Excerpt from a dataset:

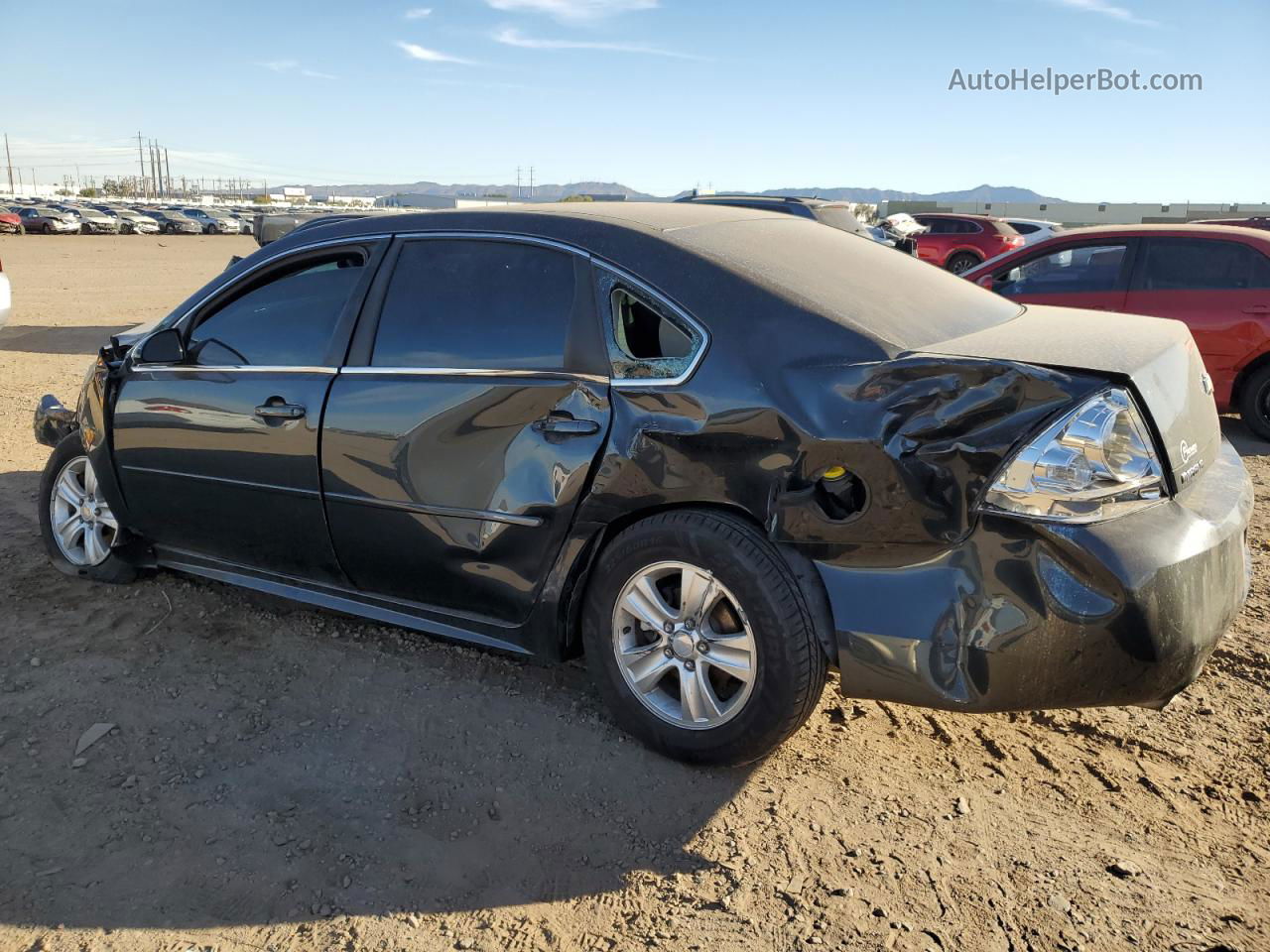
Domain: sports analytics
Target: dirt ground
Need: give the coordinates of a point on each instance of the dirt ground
(282, 778)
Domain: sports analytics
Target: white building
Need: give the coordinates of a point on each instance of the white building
(1076, 213)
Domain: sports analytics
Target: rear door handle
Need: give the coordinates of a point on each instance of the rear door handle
(280, 411)
(566, 425)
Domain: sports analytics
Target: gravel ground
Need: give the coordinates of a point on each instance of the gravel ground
(284, 778)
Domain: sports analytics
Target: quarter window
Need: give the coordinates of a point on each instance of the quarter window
(1088, 268)
(286, 321)
(648, 340)
(476, 304)
(1197, 264)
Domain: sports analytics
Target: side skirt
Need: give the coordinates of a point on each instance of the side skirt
(407, 615)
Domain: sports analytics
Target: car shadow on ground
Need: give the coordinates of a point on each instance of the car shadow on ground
(1243, 439)
(277, 765)
(35, 339)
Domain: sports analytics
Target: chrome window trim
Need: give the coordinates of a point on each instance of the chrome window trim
(645, 382)
(270, 261)
(497, 236)
(470, 372)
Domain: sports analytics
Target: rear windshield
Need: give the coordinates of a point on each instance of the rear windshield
(893, 298)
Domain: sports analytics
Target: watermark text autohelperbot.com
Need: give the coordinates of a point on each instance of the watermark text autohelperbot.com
(1056, 81)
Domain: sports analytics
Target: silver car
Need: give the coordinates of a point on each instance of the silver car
(49, 221)
(95, 222)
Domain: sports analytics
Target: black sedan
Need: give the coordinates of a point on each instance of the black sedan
(719, 451)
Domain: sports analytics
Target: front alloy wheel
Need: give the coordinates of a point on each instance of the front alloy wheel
(81, 522)
(75, 521)
(684, 645)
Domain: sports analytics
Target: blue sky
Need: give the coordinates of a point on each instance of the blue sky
(657, 94)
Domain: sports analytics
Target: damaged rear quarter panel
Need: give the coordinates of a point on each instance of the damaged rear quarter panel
(922, 434)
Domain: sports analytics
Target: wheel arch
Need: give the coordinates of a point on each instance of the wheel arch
(575, 592)
(1241, 379)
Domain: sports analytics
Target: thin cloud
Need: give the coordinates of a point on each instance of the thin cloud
(572, 10)
(418, 53)
(1106, 9)
(282, 66)
(513, 37)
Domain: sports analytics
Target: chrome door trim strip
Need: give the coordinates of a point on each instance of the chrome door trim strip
(227, 368)
(468, 372)
(222, 481)
(425, 509)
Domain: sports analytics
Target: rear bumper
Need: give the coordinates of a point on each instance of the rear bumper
(1025, 616)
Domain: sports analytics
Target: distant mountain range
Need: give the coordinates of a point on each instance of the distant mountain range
(554, 193)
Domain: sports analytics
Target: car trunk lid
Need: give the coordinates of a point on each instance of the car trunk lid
(1157, 356)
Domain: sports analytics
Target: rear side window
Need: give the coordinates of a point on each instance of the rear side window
(1072, 271)
(1198, 264)
(476, 304)
(285, 321)
(648, 340)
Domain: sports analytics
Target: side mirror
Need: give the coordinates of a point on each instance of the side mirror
(163, 347)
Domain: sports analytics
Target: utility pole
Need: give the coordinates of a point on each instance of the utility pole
(141, 159)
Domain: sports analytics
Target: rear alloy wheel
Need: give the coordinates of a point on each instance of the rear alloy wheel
(75, 521)
(961, 262)
(1255, 403)
(690, 662)
(699, 639)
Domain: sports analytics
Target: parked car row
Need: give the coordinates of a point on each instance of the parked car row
(114, 218)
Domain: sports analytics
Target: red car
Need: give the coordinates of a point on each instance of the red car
(1256, 221)
(1214, 278)
(961, 241)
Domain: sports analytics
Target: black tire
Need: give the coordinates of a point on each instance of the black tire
(113, 569)
(1255, 402)
(790, 664)
(961, 262)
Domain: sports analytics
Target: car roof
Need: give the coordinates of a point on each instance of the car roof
(724, 197)
(960, 214)
(763, 271)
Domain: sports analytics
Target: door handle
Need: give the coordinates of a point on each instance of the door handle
(280, 411)
(566, 425)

## Description of the task
Pictures in the records must not appear in the copy; transcribe everything else precisely.

## Written solution
Domain: sports analytics
Target: dirt ground
Need: give the coordinates of a point on each instance of the dirt ground
(282, 778)
Domain: sports analytics
Target: white building
Need: give the coordinates of a point on each instance of the white building
(1076, 213)
Domain: sports analytics
Target: rear door handle
Need: give the coordinates of a point on each instance of the rear door handle
(280, 411)
(566, 425)
Domain: sports analytics
Target: gravel ground
Need: give the coordinates of a point on each instance of the gravel ground
(284, 778)
Domain: sports analytics
Target: quarter window
Need: give the coordinates of a point on each instance of the quarter window
(1088, 268)
(286, 321)
(648, 340)
(476, 304)
(1197, 264)
Domain: sports analytics
Target: side skirt
Need: give the coordinates of a point on each instance of the side skirt
(407, 615)
Domain: sports analytics
Target: car shadow on ground
Need: give the coordinates of a point on each instance of the car shadow on ground
(1243, 439)
(277, 765)
(35, 339)
Domain: sports analytics
Target: chrome window trim
Need: give the coordinates of a point on each instance of the chrome window trim
(645, 382)
(270, 261)
(497, 236)
(470, 372)
Domain: sports analytics
Target: rear windshield
Need: give the coordinates of a point on each instance of the rear windshield
(893, 298)
Domain: sports analytics
Target: watermark text autohelperbot.com
Need: give the coordinates of a point on each instance of the watermark text autohelperbot.com
(1056, 81)
Domain: sports analytics
Target: silver car
Need: give the coordinates of a point on each instance of the silver car
(49, 221)
(95, 222)
Domain: sports analytics
Target: black sedan
Need: give the coordinates of a point on each instance of the black sedan
(719, 451)
Domain: sports analytics
Target: front alloy wheel
Need: give the coordinates of a point on each instance of the front alloy wheel
(81, 522)
(75, 521)
(684, 645)
Domain: sports analytics
Target: blue sky
Need: give the coordinates of a point on each instance of the blue sky
(657, 94)
Domain: sports analytics
Target: damaged rear quarter panel
Need: give the coordinates of a point on each instance of the damaged rear quarter panel
(922, 434)
Domain: sports analytics
Target: wheel arch
Need: give the coordinates of a point on each instance of the wheel arch
(575, 592)
(1241, 379)
Domain: sports analytics
Target: thin cloud
Need: give the coordinates of a point on each instance of the thin cloud
(572, 10)
(418, 53)
(1106, 9)
(282, 66)
(513, 37)
Domain: sports analytics
Target: chrome door trim strip
Need: give the coordinates of a point on each instance of the chrome door trim strip
(227, 368)
(468, 372)
(222, 481)
(425, 509)
Domain: sports analytics
Target: rear bumper
Need: give the coordinates of a point on each instance of the rear bumper
(1025, 616)
Domain: sports analytics
Target: distant mountain range
Need: give the coordinates of a point on each instance of the distant mountain range
(554, 193)
Domain: sports analytics
Target: car trunk lid
Need: give the coordinates of a point on each instance of the car trunk lid
(1157, 356)
Domain: sports analytics
Target: rear side window
Need: give the coordinates of a point on each instance of the rear side window
(1072, 271)
(1198, 264)
(476, 304)
(285, 321)
(648, 340)
Domain: sports analytics
Target: side mirror
Need: give the coordinates of a point on each instance of the side mirror
(163, 347)
Domain: sports analytics
Target: utility pole
Need: give the coordinates of a point on each instance of the utility pole
(141, 159)
Domain: sports analytics
Target: rear alloy wheel
Need: give the coordinates of a point on each instance of the rear alloy wheel
(75, 521)
(961, 262)
(1255, 403)
(690, 662)
(699, 639)
Domain: sports analytics
Target: parked car row
Need: give the coordinates of a point on each instance of the parked car row
(114, 218)
Domain: sports analytics
Target: red car
Need: give the coordinates of a point on each instance of the red car
(1256, 221)
(1214, 278)
(961, 241)
Domain: sports analytics
Target: black tire
Need: give the coordinates of a point on each instance of the black tire
(113, 569)
(1255, 402)
(790, 664)
(961, 262)
Domain: sports analytics
Target: car roof
Need: give the coordinates of a point on each instance of the car roof
(724, 197)
(960, 214)
(763, 271)
Domain: sports analytics
Target: door handle
Need: give the coordinates of a point on each instance of the door handle
(280, 411)
(566, 425)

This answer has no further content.